(Excerpts of pointing data)
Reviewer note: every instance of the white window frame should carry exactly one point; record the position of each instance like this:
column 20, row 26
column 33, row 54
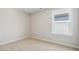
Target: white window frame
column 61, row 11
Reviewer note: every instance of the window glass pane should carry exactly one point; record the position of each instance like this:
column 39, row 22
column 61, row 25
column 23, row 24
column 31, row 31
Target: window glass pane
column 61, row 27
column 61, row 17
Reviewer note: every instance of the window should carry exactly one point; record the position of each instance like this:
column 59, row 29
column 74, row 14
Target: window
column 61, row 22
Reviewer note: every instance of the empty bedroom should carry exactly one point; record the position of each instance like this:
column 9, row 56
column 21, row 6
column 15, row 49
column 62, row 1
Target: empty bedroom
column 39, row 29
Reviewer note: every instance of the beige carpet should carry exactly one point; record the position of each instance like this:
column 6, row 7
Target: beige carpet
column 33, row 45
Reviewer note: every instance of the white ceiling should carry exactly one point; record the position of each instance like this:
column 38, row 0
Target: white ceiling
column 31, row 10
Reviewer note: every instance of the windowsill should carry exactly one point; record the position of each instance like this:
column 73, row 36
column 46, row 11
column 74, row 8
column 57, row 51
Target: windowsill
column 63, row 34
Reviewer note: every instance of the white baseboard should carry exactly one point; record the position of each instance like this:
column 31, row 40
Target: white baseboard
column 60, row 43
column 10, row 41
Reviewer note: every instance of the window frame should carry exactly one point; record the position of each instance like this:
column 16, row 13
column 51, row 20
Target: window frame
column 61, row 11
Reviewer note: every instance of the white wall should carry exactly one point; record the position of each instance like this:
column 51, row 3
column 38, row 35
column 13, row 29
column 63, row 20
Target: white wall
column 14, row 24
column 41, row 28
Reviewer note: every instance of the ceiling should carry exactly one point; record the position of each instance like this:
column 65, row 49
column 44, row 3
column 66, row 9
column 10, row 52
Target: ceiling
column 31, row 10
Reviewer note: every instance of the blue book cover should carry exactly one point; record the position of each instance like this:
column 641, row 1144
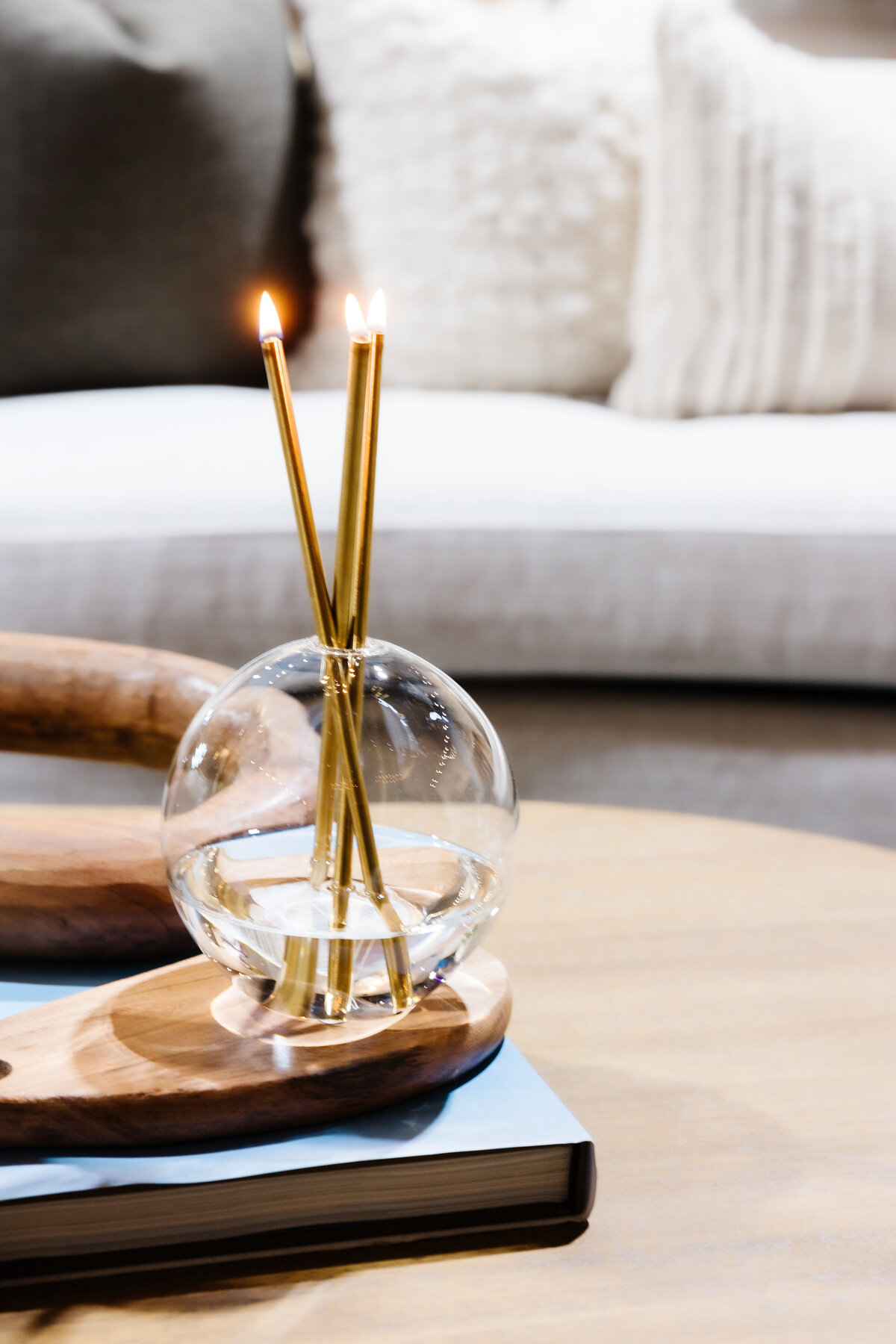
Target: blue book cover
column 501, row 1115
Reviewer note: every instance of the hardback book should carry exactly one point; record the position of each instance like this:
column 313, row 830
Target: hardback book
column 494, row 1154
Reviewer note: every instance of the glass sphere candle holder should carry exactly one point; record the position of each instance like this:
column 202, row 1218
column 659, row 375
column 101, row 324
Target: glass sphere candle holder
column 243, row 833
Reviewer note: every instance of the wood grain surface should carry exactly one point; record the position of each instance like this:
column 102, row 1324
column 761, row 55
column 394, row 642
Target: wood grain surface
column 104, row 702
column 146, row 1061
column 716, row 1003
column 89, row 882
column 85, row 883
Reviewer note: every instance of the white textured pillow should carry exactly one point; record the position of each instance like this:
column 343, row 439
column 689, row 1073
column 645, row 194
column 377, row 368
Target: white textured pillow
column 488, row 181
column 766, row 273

— Written problem —
Put all of the rows above into a JSON list of strings with one string per line. Omit blank lines and leave out the pictures.

— Completed task —
[
  "Reviewer note: every instance of the white window frame should carry exactly one point; record the position of each instance like this:",
  "column 20, row 26",
  "column 33, row 54",
  "Target: white window frame",
  "column 61, row 11",
  "Reviewer note: every instance of the window glass pane should carry exactly one point; record the position of each instance like this:",
  "column 39, row 22",
  "column 61, row 25",
  "column 23, row 24",
  "column 31, row 31",
  "Target: window glass pane",
  "column 61, row 27",
  "column 61, row 17",
  "Reviewer note: every instance of the window should carry exactly one point; record the position of each instance like this:",
  "column 59, row 29",
  "column 74, row 14",
  "Target: window",
  "column 61, row 22",
  "Reviewer note: every instance of the empty bedroom should carry exactly one point; record the position of each instance like this:",
  "column 9, row 56",
  "column 21, row 6",
  "column 15, row 49",
  "column 62, row 1",
  "Target: empty bedroom",
  "column 39, row 29",
  "Reviewer note: every instance of the beige carpet should carry exactly one point; record the position of each instance like this:",
  "column 6, row 7",
  "Target: beige carpet",
  "column 33, row 45",
  "Reviewer note: every instance of the white ceiling should carry exactly one point; record the position of each instance like this:",
  "column 38, row 0",
  "Target: white ceiling",
  "column 31, row 10",
  "Reviewer note: every instance of the windowsill should carry exactly one point; record the position of each instance like this:",
  "column 73, row 36",
  "column 46, row 11",
  "column 74, row 8",
  "column 57, row 51",
  "Target: windowsill",
  "column 63, row 34",
  "Reviewer note: every instance of the white baseboard should carry exactly one point; record the position of each instance like this:",
  "column 31, row 40",
  "Target: white baseboard",
  "column 60, row 43",
  "column 10, row 41",
  "Reviewer note: every instance of the window frame should carry exactly one point; record the position of each instance like this:",
  "column 16, row 13",
  "column 51, row 20",
  "Target: window frame",
  "column 61, row 11",
  "Reviewer note: every instance of the white wall should carry exactly one point; record the position of each instance like this:",
  "column 51, row 3",
  "column 38, row 35",
  "column 13, row 29",
  "column 63, row 20",
  "Target: white wall",
  "column 14, row 24",
  "column 41, row 28",
  "Reviewer note: every instance of the ceiling should carry exactly one point; record the position of each instance like this:",
  "column 65, row 49",
  "column 44, row 3",
  "column 66, row 9",
  "column 10, row 52",
  "Target: ceiling",
  "column 31, row 10",
  "Reviewer note: every instance of the blue book cover should carry exactly one point; record the position of each instance like this:",
  "column 641, row 1144",
  "Target: blue book cover",
  "column 501, row 1115",
  "Reviewer note: every instance of the hardback book should carry exactly one point; record the position of each instance like this:",
  "column 313, row 830",
  "Target: hardback book",
  "column 494, row 1154",
  "Reviewer note: every instance of the glass sphere candle holder should carry exactly one point; record the position of each instance like this:",
  "column 202, row 1218",
  "column 659, row 375",
  "column 101, row 324",
  "Target: glass sphere candle holder",
  "column 243, row 833",
  "Reviewer note: every instance of the wood grain surface should carry exactly one point; record the position of each instance like this:",
  "column 102, row 1324",
  "column 761, row 55",
  "column 394, row 642",
  "Target: wood grain surface",
  "column 104, row 702",
  "column 146, row 1061",
  "column 716, row 1003",
  "column 89, row 882",
  "column 85, row 883",
  "Reviewer note: every instance of the white textured pillow should carry exactly one point; record the position of each instance like this:",
  "column 343, row 439",
  "column 689, row 1073",
  "column 645, row 194",
  "column 377, row 368",
  "Target: white textured pillow",
  "column 488, row 181",
  "column 766, row 273"
]